# are these dogs pure bred



## Hossam (Mar 6, 2015)

Hi! I am about to buy a puppy in the couple coming days and I found this litter which the owner says it's a shiloh shepherd, whatever I believe it is a belgian shepherd , but i am somewhat concerning about the head shape especially that the mother has strange head shape which I can't make sure it's correct or disqualification.Also I am looking for a german shepherd with thick big muzzle and has no angled back and big size , I saw those puppies myself and they are better than these photos but I didn't have the chance to capture other pics for them so I am asking about experienced people opinions about those puppies.
here are pics of the some puppies and mother and father ( the father is the solid black one )
https://www.dropbox.com/home/litter


----------



## Jax08 (Feb 13, 2009)

Shiloh Shepherds are Shiloh Shepherds. They are not German Shepherds or Belgian Shepherds.


----------



## Hossam (Mar 6, 2015)

Jax08 said:


> Shiloh Shepherds are Shiloh Shepherds. They are not German Shepherds or Belgian Shepherds.


ok , what's your opinion about those dogs in photos


----------



## Emoore (Oct 9, 2002)

Can't see the photos; it's in your account.


----------



## gsdsar (May 21, 2002)

Can't view your private Dropbox. 

If you want a purebred with certain look, find a reputable breeder and know you are getting what you want. IMHO.


----------



## Hossam (Mar 6, 2015)

gsdsar said:


> Can't view your private Dropbox.
> 
> If you want a purebred with certain look, find a reputable breeder and know you are getting what you want. IMHO.


here are the photos


----------



## gsdsar (May 21, 2002)

They look like purebred GSD to me. The name Shiloh is held pretty tight by the founder of the "breed". So my bet is they call them that but they are not that. They look like coated GSD to me.

Given task a: In the forum thread about the puppy litter, which dog in the photos is the father?

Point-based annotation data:
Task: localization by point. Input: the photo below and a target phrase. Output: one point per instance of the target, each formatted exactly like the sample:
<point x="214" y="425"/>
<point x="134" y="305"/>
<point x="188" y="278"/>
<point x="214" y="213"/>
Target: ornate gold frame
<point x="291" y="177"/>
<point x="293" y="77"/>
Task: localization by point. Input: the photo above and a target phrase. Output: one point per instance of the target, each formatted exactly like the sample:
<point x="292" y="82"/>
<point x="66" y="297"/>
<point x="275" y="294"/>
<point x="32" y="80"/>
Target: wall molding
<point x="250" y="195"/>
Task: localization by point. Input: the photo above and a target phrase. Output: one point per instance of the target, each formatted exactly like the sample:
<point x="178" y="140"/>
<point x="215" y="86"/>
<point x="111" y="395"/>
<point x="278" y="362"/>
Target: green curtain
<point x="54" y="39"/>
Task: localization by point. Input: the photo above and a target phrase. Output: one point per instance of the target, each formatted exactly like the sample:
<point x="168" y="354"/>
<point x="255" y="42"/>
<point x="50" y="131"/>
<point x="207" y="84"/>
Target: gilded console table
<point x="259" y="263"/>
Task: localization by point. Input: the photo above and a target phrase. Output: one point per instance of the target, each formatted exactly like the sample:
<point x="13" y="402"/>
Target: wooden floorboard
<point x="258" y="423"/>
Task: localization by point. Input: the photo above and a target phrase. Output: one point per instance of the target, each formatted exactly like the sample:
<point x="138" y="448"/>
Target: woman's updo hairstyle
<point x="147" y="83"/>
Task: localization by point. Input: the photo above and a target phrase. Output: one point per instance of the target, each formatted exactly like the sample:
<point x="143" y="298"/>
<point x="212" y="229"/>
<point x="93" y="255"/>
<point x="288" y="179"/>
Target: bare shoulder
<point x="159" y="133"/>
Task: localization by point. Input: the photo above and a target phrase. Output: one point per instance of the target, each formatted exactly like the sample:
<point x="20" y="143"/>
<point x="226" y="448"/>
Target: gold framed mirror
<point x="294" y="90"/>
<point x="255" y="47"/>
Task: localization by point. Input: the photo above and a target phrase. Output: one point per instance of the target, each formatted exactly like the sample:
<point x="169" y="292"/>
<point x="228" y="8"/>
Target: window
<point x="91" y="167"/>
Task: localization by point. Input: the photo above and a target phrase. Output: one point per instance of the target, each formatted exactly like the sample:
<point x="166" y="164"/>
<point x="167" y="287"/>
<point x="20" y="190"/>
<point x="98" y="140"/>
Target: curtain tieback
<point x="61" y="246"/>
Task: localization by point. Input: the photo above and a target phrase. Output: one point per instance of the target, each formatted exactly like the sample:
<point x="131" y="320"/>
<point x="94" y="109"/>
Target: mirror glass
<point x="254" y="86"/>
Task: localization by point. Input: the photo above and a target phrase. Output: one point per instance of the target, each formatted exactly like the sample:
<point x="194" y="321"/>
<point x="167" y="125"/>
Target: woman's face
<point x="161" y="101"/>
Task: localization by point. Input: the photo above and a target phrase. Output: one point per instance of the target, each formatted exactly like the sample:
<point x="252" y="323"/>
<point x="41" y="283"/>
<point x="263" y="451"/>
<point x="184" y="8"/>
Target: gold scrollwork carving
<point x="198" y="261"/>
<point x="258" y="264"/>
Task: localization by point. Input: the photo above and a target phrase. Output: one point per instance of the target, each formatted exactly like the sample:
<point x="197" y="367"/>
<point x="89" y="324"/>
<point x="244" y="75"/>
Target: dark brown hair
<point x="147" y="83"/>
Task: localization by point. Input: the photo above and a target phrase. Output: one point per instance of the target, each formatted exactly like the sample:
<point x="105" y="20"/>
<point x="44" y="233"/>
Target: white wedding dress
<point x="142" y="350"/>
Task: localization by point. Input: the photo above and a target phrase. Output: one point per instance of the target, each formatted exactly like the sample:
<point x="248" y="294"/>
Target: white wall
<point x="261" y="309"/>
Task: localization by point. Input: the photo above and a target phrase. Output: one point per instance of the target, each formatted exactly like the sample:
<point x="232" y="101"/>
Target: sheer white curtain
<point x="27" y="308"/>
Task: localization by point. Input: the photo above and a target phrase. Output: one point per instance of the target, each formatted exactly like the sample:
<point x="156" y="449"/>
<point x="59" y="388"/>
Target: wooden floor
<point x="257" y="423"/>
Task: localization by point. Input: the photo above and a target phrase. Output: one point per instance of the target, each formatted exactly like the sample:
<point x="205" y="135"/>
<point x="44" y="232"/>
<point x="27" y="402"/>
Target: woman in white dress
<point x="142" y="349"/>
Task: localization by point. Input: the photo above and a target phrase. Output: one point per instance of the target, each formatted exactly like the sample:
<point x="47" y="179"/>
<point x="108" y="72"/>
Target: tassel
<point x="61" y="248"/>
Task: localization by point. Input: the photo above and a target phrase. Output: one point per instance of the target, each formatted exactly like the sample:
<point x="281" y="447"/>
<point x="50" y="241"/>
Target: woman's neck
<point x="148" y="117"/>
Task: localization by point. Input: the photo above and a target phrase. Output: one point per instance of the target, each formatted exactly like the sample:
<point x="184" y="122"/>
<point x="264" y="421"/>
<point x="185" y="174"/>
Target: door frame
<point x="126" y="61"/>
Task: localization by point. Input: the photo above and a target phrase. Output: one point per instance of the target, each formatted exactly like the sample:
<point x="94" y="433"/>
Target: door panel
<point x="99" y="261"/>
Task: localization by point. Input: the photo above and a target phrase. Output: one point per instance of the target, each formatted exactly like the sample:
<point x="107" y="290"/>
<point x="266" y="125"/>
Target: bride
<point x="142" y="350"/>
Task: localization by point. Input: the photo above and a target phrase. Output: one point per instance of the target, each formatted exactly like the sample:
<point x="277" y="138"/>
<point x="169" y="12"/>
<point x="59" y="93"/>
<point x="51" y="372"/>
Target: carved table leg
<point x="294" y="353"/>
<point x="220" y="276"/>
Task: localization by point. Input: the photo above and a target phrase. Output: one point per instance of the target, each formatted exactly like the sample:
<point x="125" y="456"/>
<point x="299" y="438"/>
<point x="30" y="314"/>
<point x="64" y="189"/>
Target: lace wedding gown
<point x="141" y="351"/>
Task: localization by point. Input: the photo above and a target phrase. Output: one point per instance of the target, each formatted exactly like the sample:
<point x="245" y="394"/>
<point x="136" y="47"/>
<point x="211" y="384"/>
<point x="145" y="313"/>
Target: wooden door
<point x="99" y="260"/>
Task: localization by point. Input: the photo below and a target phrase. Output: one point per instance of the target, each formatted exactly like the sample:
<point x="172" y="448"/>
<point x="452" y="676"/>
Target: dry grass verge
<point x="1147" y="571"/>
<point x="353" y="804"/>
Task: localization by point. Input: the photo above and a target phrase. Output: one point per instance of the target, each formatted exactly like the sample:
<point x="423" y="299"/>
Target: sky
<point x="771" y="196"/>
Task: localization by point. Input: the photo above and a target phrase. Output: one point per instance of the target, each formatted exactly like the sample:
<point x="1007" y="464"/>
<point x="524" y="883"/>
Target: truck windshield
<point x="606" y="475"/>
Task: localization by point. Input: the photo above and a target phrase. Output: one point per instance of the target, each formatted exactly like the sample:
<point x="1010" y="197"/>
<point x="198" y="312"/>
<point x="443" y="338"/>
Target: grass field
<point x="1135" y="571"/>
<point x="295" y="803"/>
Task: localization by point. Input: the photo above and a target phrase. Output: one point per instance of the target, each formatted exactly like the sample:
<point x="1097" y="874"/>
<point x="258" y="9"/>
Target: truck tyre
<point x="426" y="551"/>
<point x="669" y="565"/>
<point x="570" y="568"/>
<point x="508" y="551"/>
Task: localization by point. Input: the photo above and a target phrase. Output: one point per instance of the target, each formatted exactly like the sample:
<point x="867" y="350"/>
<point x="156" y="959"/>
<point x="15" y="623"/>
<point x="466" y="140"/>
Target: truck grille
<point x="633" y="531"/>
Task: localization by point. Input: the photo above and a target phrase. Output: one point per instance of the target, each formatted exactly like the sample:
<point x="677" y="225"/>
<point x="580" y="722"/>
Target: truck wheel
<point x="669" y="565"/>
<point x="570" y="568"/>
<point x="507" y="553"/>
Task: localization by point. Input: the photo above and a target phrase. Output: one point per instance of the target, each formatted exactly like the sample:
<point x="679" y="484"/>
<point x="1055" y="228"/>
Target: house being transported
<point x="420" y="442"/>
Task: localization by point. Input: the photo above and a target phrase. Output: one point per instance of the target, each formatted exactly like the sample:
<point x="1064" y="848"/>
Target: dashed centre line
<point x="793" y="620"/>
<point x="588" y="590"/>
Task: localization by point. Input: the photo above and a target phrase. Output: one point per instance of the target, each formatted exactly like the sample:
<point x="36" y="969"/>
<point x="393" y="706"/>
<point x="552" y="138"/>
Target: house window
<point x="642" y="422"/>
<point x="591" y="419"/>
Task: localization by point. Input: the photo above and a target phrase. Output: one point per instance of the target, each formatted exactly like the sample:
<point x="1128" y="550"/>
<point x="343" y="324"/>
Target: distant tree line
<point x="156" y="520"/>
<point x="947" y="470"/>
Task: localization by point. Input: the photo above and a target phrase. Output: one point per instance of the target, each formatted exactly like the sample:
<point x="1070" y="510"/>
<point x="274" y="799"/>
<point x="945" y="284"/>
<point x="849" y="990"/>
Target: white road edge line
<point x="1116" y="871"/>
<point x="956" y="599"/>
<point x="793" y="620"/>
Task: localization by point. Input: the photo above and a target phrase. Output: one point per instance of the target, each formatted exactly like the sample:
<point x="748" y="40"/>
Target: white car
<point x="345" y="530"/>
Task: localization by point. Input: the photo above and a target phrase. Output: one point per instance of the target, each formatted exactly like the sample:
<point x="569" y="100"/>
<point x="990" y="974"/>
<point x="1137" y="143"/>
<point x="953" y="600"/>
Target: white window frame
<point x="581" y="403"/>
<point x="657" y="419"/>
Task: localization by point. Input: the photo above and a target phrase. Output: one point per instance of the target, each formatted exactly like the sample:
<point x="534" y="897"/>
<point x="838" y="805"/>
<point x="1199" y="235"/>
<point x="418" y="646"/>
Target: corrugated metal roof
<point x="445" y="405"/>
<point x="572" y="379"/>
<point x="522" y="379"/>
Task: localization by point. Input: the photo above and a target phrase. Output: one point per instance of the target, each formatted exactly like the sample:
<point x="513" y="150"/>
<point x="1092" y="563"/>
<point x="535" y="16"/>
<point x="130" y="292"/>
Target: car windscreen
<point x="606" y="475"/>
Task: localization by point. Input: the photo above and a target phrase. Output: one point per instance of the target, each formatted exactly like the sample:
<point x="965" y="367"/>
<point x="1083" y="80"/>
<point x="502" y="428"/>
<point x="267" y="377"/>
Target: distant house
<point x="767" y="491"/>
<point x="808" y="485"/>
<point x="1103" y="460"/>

Given task b: State how many lines of the entries contain the string "mirror", treating case as significant. Give only the number.

Response a: The solid black one.

Response b: 2